Tasks and exercises —
**a.** In the forum thread about sheepshead fishing in Port St. Joe, where does the first poster say he will rent a boat for the day?
**b.** Carry the sheepshead fishing thread forward from its final post.

# Port st Joe



## Ajnic10 (Jan 13, 2019)

Hey fellas we’ve decided to give cape San Blas a go for our honeymoon. We vacation there every year. I typically fish the bay out of a yak for trout and the beach for whatever I can get to bite. Has anyone targeted sheepshead in port st Joe? If so any advice would be greatly appreciated. I will also be renting a boat for the day out of seahorse or Presnells.


----------



## Fowlweather_13 (Jan 14, 2013)

*Great sheep head fishing*

Plenty of sheep head around the seawalls around the old paper mill and the marina and around the mouth of the intercoastal waterway.


----------



## stevenattsu (Apr 24, 2009)

Try the Vamar wreck 29° 53.941’ N 085° 27.806’ W


----------



## Ajnic10 (Jan 13, 2019)

Thanks for the info. What kind of rig are you using? Carolina? Toss it and let it sit? I can usually find fiddler crabs pretty easy. Would those are shrimp be bait of choice? Sorry I’m a newb to trying to target sheepshead. Seems like it should be easy but for some reason I’m clueless!

Data provided —
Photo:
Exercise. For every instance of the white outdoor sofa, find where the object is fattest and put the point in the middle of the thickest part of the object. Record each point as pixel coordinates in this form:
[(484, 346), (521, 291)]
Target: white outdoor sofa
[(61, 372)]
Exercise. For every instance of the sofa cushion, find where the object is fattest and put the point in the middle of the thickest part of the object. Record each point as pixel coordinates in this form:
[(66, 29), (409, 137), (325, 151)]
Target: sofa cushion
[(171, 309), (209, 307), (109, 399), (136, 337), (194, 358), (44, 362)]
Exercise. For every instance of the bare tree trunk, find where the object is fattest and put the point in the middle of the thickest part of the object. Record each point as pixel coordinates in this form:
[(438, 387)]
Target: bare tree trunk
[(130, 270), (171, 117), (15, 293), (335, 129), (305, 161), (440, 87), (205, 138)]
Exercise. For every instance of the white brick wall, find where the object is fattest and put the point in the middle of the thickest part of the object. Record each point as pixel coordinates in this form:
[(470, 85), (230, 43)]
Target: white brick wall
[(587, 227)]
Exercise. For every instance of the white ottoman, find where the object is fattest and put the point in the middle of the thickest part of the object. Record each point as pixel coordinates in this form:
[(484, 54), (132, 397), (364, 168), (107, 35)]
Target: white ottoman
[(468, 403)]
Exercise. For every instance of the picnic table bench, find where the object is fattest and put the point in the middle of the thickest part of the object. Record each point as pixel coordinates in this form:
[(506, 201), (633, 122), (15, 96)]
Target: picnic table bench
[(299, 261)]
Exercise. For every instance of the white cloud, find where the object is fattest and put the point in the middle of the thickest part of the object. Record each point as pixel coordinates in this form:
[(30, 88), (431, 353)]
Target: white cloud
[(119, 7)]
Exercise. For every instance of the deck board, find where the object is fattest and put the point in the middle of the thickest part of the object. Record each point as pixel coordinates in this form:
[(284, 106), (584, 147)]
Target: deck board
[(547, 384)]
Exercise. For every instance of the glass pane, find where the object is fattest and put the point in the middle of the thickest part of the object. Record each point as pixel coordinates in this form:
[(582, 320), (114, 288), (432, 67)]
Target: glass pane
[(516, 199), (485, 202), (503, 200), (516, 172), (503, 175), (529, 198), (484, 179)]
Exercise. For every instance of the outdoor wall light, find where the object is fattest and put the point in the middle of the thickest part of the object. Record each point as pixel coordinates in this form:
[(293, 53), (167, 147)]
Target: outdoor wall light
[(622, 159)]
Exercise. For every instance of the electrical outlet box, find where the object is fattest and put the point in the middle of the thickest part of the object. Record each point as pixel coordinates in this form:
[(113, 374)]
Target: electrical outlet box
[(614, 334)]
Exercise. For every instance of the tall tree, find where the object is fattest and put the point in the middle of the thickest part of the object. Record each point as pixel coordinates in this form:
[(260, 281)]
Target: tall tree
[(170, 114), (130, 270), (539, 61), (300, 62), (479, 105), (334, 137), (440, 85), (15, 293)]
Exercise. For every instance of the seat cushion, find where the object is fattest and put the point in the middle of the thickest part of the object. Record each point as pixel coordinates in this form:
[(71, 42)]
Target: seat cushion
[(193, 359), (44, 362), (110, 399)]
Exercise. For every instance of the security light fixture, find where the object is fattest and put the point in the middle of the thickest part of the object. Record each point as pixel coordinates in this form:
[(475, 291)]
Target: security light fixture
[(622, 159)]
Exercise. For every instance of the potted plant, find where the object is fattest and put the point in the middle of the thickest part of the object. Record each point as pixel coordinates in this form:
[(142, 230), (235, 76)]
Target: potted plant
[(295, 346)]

Responses —
**a.** Out of Seahorse or Presnells.

**b.**
----------



## Jibber (Mar 29, 2014)

I prefer fiddler crabs but fresh cut shrimp has worked well when they are hungry.
There again,(I) prefer drop and suspend Carolina rig.
Have used cut shrimp on lead head jig with success as well.
Knock a few barnacles off structure to serve as a little chum.


----------



## olvart (Dec 25, 2014)

Presnells got hit pretty hard from Michael. I heard there is a big detour to get to it.
Might be fixed by now.
And,of course the state park is closed and the road going in I guess.
Congratulations on the wedding.

Ps:look for Spanish in the bay.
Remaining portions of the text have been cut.